### WHAT TO WORK ON:
Copy the passage of the article on the five stages of clutter below from "A neutral living" up to and including "from getting overwhelmed.".

### EXCERPT PROVIDED:
╔══
The 'five stages' of clutter – and why they are important to avoid overwhelm

We all go through these five stages of clutter, and understanding them can help prevent us from feeling overwhelmed

A neutral living room eith a cream corner sofa and a round wooden coffee table
(Image credit: Layered Lounge)

Every home has some level of clutter, and even when we declutter, objects end up homeless and we bring more into our houses than we sometimes need. This can start out harmless enough, but can slowly progress into something more serious – passing through the five stages of clutter.

Luckily, understanding each of these five stages can help with decluttering and home organization, and prevent you from getting overwhelmed.

We spoke to some professional home organizers to learn more about the five stages of clutter, and how you can avoid taking this overwhelming trip through tidying every time you need to clear things out.

The five stages of clutter 

Understanding these stages is one of the best ways to take your decluttering to the next level and avoid becoming bogged down by your own belongings.
╚══
### PROVIDED DATA:
╔══
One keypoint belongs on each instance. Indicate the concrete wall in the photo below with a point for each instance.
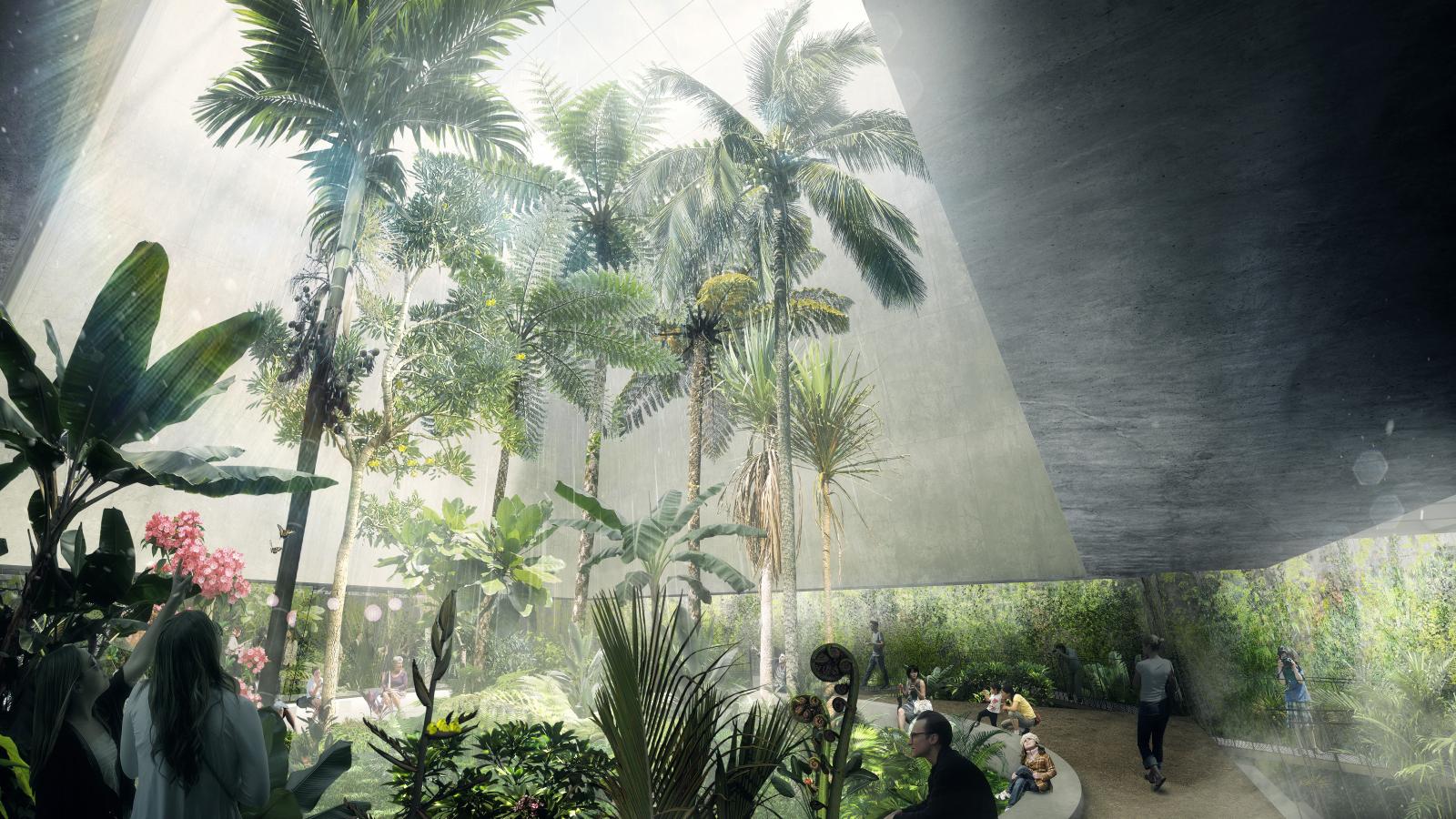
(1213, 242)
╚══
### WRITTEN ANSWER:
A neutral living room eith a cream corner sofa and a round wooden coffee table
(Image credit: Layered Lounge)

Every home has some level of clutter, and even when we declutter, objects end up homeless and we bring more into our houses than we sometimes need. This can start out harmless enough, but can slowly progress into something more serious – passing through the five stages of clutter.

Luckily, understanding each of these five stages can help with decluttering and home organization, and prevent you from getting overwhelmed.